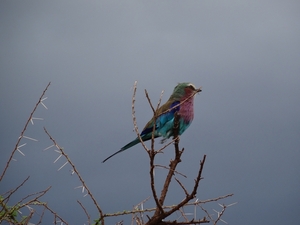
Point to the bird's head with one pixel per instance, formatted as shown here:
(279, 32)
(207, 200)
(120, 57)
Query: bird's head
(184, 90)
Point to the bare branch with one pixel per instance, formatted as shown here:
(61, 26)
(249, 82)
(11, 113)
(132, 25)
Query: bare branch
(23, 131)
(78, 175)
(85, 211)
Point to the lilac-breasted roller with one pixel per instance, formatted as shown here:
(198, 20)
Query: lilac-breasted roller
(181, 96)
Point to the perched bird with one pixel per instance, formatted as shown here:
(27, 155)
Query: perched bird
(181, 96)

########

→ ASSIGNMENT
The task requires that every line above be transcribed exactly, without the images.

→ RESPONSE
Point to the bird's head with one pixel per instance, formatted as shown here:
(279, 32)
(207, 200)
(120, 57)
Query: bird's head
(184, 90)
Point to the bare branch with one pixel per instance, formatted as shown here:
(61, 26)
(249, 82)
(11, 113)
(132, 25)
Query: bare branch
(23, 131)
(78, 175)
(85, 211)
Point to the lilac-breasted roller with one pixel per instance, formatted as shown here:
(198, 20)
Query: lilac-breasted roller
(181, 96)
Point to the perched bird with one pixel per instance, formatted as shown here:
(27, 155)
Query: perched bird
(181, 96)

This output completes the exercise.